- _Text extract_:
------------------------------------

I need help with this problem

[Dinoski]

We have 2700 cm2 of cardboard. It is necessary to make a box out of cardboard, the depth of which is twice the height. What dimensions should a box have if we want its volume to be maximum?

 

[BigBeachBanana]

Are the bases of the box have the shape of a square or rectangle?

 

[Dr.Peterson]

Are the bases of the box have the shape of a square or rectangle?

There is enough information to solve it, at least in principle. We don't need this information.

We have 2700 cm2 of cardboard. It is necessary to make a box out of cardboard, the depth of which is twice the height. What dimensions should a box have if we want its volume to be maximum?

Please follow the site guidelines by showing us what you have tried and where you are stuck, so we can see what you know and what sort of help you need. I think there will be a hard step at the end here (I get a fifth-degree equation to solve, if I did it right), but the calculus is fairly straightforward.

 

[Steven G]

If the OP posted this problem in the correct section--Algebra--I suspect calculus can not be used.
I think that there is not enough information given. Does the box have/not have a top?

 

[Dinoski]

If the OP posted this problem in the correct section--Algebra--I suspect calculus can not be used.

------------------------------------

Dataset entries
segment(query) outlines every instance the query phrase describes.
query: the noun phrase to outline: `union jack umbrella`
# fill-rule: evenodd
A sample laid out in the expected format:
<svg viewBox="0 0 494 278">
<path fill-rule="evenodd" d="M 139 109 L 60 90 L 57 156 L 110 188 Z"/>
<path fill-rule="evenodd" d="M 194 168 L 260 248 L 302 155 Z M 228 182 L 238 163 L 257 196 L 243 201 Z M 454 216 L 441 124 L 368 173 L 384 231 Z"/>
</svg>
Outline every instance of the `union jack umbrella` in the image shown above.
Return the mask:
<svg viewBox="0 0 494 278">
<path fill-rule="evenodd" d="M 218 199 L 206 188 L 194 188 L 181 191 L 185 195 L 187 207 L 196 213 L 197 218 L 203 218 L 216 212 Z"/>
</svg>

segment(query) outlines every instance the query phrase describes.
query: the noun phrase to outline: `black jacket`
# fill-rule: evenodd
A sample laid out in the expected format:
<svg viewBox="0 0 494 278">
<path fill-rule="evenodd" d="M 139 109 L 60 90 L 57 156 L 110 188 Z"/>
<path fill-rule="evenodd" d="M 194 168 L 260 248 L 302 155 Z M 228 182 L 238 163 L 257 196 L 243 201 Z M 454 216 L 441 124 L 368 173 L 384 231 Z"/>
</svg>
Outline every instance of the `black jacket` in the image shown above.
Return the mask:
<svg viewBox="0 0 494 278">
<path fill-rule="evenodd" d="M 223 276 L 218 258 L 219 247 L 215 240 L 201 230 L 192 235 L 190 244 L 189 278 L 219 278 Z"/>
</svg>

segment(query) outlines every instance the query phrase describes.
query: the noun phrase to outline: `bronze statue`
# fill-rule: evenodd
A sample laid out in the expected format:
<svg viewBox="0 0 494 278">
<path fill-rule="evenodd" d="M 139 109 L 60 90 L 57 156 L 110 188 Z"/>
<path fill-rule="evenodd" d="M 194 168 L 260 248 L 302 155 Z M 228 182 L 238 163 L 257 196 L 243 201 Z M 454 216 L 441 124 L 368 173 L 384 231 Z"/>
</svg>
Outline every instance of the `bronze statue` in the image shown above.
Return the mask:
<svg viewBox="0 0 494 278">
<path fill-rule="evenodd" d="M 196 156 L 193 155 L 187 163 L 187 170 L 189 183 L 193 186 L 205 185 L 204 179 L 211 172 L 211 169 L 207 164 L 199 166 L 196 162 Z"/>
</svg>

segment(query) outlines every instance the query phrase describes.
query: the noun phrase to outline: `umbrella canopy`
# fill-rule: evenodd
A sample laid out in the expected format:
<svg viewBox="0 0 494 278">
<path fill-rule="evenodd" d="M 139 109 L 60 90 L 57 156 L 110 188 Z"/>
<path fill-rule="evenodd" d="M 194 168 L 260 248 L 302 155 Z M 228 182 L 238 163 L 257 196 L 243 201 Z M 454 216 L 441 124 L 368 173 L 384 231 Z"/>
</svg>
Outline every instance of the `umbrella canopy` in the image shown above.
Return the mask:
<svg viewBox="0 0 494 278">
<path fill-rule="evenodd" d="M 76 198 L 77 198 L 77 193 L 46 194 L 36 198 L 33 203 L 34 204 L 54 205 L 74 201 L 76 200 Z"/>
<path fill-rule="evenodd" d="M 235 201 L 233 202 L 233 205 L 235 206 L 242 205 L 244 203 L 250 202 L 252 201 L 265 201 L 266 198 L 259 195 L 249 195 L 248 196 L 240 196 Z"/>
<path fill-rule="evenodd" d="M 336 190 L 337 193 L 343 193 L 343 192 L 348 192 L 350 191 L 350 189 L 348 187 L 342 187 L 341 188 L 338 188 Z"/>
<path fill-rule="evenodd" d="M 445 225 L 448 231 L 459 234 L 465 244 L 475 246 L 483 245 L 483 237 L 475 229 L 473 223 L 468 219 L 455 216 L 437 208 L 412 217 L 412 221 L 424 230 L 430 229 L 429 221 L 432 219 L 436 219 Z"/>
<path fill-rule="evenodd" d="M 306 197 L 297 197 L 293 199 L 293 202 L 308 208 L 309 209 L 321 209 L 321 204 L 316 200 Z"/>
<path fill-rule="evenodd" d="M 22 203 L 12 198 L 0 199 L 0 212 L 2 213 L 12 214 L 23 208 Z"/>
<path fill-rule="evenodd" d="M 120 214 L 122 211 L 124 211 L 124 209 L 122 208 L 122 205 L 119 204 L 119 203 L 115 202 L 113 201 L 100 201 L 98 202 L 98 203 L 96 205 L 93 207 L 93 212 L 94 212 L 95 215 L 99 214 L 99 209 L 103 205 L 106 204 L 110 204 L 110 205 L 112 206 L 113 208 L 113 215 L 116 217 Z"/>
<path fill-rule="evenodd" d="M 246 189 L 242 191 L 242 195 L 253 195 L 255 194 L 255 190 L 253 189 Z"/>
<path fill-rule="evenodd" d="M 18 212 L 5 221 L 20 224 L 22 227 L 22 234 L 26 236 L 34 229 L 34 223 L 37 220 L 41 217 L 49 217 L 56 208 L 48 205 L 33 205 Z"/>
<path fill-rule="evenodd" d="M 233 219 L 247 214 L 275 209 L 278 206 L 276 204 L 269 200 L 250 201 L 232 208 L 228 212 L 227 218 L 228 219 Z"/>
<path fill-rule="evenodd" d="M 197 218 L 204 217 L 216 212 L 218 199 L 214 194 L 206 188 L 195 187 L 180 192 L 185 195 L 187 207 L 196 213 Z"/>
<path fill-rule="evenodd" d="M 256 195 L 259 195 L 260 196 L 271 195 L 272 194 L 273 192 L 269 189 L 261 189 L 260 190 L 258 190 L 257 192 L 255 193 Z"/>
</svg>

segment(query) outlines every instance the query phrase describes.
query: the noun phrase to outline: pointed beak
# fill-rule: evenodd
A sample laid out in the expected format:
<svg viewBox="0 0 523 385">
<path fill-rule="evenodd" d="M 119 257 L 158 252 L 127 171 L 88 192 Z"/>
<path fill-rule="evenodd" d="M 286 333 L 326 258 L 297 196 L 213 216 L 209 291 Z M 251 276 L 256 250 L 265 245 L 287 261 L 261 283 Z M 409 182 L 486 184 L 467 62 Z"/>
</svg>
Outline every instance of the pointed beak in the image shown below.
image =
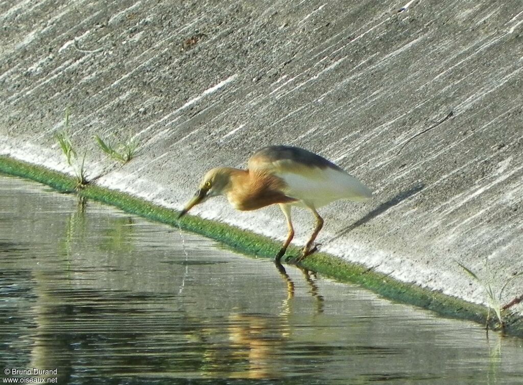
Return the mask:
<svg viewBox="0 0 523 385">
<path fill-rule="evenodd" d="M 207 197 L 207 190 L 203 189 L 198 190 L 191 200 L 187 202 L 184 209 L 180 211 L 180 213 L 178 216 L 178 219 L 179 219 L 185 215 L 187 213 L 187 211 L 192 208 L 193 206 L 195 206 L 199 203 L 203 202 Z"/>
</svg>

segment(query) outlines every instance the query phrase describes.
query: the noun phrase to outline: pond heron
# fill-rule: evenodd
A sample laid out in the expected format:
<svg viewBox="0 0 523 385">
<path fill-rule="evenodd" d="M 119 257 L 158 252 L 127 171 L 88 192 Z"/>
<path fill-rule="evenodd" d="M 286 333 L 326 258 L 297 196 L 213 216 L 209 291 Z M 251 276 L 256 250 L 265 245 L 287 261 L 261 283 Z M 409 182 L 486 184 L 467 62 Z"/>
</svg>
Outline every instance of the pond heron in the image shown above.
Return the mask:
<svg viewBox="0 0 523 385">
<path fill-rule="evenodd" d="M 317 250 L 314 245 L 323 226 L 316 210 L 338 199 L 361 201 L 372 196 L 368 187 L 331 162 L 310 151 L 290 146 L 269 146 L 253 155 L 247 169 L 217 167 L 209 170 L 196 195 L 180 212 L 181 218 L 195 205 L 223 195 L 237 210 L 256 210 L 278 203 L 287 220 L 288 232 L 276 256 L 279 262 L 294 237 L 291 207 L 309 209 L 316 227 L 299 262 Z"/>
</svg>

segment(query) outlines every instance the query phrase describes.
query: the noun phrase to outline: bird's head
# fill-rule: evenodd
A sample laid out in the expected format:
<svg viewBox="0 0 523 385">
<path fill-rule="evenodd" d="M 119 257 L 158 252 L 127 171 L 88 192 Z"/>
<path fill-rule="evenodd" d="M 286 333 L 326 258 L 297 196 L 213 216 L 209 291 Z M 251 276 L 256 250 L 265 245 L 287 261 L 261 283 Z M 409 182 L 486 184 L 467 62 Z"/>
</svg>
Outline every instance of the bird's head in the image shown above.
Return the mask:
<svg viewBox="0 0 523 385">
<path fill-rule="evenodd" d="M 205 201 L 209 198 L 223 195 L 230 178 L 231 172 L 229 168 L 218 167 L 208 171 L 202 179 L 196 194 L 185 205 L 178 218 L 181 218 L 194 206 Z"/>
</svg>

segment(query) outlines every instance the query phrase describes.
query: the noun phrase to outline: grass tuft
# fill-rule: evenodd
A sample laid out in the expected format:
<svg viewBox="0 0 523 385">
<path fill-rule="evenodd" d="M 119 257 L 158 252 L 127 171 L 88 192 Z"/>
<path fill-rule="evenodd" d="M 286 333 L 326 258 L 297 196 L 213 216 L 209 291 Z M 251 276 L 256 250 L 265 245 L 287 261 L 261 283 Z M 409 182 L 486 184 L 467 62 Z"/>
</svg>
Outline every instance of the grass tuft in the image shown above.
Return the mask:
<svg viewBox="0 0 523 385">
<path fill-rule="evenodd" d="M 65 116 L 64 121 L 64 129 L 58 132 L 55 135 L 58 141 L 58 145 L 62 150 L 67 164 L 73 167 L 74 175 L 76 178 L 75 189 L 78 190 L 83 188 L 89 183 L 85 172 L 85 155 L 86 152 L 84 152 L 84 155 L 81 161 L 78 158 L 76 151 L 73 145 L 73 143 L 69 137 L 69 107 L 65 108 Z"/>
<path fill-rule="evenodd" d="M 98 135 L 95 135 L 94 138 L 104 152 L 111 158 L 124 164 L 134 157 L 136 150 L 138 148 L 138 144 L 133 138 L 131 131 L 129 131 L 126 140 L 118 143 L 116 148 L 109 143 L 105 142 Z"/>
<path fill-rule="evenodd" d="M 502 305 L 501 299 L 503 295 L 503 291 L 505 290 L 505 288 L 508 284 L 512 281 L 515 278 L 519 277 L 519 276 L 523 274 L 523 271 L 521 271 L 517 274 L 515 274 L 512 277 L 509 278 L 505 282 L 505 284 L 502 287 L 501 289 L 499 290 L 498 293 L 496 292 L 496 290 L 493 289 L 492 285 L 491 285 L 490 280 L 491 275 L 490 268 L 488 265 L 488 259 L 487 258 L 485 261 L 485 267 L 487 274 L 489 276 L 489 278 L 487 280 L 482 279 L 477 275 L 474 273 L 472 270 L 468 268 L 465 265 L 463 265 L 459 262 L 458 263 L 460 267 L 463 269 L 473 279 L 479 283 L 483 288 L 485 292 L 487 294 L 487 300 L 488 302 L 488 311 L 487 313 L 487 319 L 486 319 L 486 325 L 487 328 L 488 329 L 488 319 L 490 316 L 490 311 L 491 309 L 494 310 L 494 313 L 496 314 L 496 316 L 497 317 L 498 320 L 499 321 L 499 326 L 502 328 L 504 328 L 505 322 L 504 320 L 503 316 L 501 313 L 502 310 L 503 309 L 503 307 Z"/>
</svg>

------------------------------------

- _Task_:
In the box problem thread, shorten the paragraph that begins "Please follow the site guidelines" and keep its main points.

- _Finished answer_:
Following the site guidelines, show what you've tried and where you're stuck, so others can see what you know and what help you need. The calculus is fairly simple, but the final step may be hard: the poster's own working, if correct, leads to a fifth-degree equation.